#### Fonte

Gonçalo Pereira Rosa. “Por muitos erros que os jornalistas cometam, a solução não é a censura”

Gonçalo Pereira Rosa. “Por muitos erros que os jornalistas cometam, a solução não é a censura”


Gonçalo Pereira Rosa é jornalista e diretor da edição portuguesa da “National Geographic”, professor do Centro de Estudos de Comunicação e Cultura da Universidade Católica Portuguesa e historiador da mesma instituição. Demorou um pouco mais de dois anos a vasculhar arquivos da censura, da PIDE e do Ministério dos Negócios Estrangeiros para escrever “O Inspetor…


Gonçalo Pereira Rosa lançou recentemente “O Inspetor da PIDE Que Morreu Duas Vezes – e outras gaffes, triunfos e episódios memoráveis do século xx na imprensa portuguesa” [Ed. Planeta], uma espécie de história do séc. xx contada através dos jornais em que as vicissitudes e glórias do jornalismo português são recordadas em 26 histórias paradigmáticas. Um século de episódios – em que foram noticiados ovnis sobre a serra da Gardunha e mortes que não tinham ocorrido, mas também foram conseguidos exclusivos mundiais – contados numa altura em que a venda dos jornais continua a baixar e em que o jornalismo procura, talvez um pouco à deriva, o caminho. Talvez seja bom olhar para o passado.

########

**Tarefa proposta 1:** Indique todas as linhas das entradas em que aparece a palavra "hippo", copiando cada uma delas.

#### Entradas fornecidas

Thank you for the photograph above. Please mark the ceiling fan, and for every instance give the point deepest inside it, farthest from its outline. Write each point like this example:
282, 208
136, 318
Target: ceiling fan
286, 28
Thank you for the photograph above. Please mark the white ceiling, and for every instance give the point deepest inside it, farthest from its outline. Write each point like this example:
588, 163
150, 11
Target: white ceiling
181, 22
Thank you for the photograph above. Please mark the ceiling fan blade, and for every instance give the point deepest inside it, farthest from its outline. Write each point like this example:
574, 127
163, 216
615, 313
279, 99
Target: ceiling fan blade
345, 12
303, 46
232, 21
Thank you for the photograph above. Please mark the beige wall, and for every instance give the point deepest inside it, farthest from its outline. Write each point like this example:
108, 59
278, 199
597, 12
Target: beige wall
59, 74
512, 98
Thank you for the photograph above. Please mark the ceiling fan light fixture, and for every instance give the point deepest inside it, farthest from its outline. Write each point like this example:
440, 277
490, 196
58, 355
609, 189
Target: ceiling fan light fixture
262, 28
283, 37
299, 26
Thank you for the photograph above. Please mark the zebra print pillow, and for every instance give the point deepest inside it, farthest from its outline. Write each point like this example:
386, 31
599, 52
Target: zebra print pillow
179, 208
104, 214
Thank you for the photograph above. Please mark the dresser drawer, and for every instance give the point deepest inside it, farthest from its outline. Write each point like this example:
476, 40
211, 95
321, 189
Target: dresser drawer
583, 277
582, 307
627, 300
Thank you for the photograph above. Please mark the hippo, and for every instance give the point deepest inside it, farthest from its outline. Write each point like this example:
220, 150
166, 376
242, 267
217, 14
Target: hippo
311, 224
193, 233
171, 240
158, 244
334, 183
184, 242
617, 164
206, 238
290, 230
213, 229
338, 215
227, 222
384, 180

########
#### Entradas fornecidas

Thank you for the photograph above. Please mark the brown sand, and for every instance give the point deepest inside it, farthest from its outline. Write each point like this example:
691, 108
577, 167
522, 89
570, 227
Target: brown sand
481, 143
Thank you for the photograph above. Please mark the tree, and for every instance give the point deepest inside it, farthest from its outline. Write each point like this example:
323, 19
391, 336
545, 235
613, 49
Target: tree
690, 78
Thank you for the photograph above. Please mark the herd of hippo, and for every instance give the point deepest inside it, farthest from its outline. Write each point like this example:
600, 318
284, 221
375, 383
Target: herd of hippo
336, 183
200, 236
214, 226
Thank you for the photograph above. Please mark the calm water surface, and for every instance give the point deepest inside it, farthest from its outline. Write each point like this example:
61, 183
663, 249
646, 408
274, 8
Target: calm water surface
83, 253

########

**Tarefa proposta 2:** Escreva a continuação do texto sobre Gonçalo Pereira Rosa e o seu livro, a começar logo a seguir à última frase.

**Resposta 1:**
Thank you for the photograph above. Please mark the hippo, and for every instance give the point deepest inside it, farthest from its outline. Write each point like this example:
Target: hippo
Thank you for the photograph above. Please mark the herd of hippo, and for every instance give the point deepest inside it, farthest from its outline. Write each point like this example:
Target: herd of hippo

**Resposta 2:**
 

“O Inspetor da PIDE Que Morreu Duas Vezes” foi o título que escolheu para o livro e é uma das 26 histórias que conta. Se não fosse este, qual seria?

Seria provavelmente “A Literatura Apressada”, que é aqui que eu considero o jornalismo ou, pelo menos, a reportagem. Está muito na moda o jornalismo ser o saco de apanhar da sociedade democrática moderna. É o alvo mais fácil, a maneira mais fácil de criticar o tratamento dos temas públicos e a forma como é intermediado para a sociedade civil. O exercício que faço é sempre o inverso: poderíamos viver sem estes intermediários, viver sem jornalismo? É muito fácil criticar quem faz estas crónicas apressadas do quotidiano, mas a verdade é que elas são ainda e, tanto quanto consigo antever, a forma mais democrática e razoável de fazer chegar a informação ao público. Há também um equilíbrio que quero fazer com este livro, que é uma espécie de reparação para com nomes do passado do jornalismo que são fundamentais. 

E a maioria deles foram esquecidos – como diz aqui a certa altura, viveram uma “glória efémera”.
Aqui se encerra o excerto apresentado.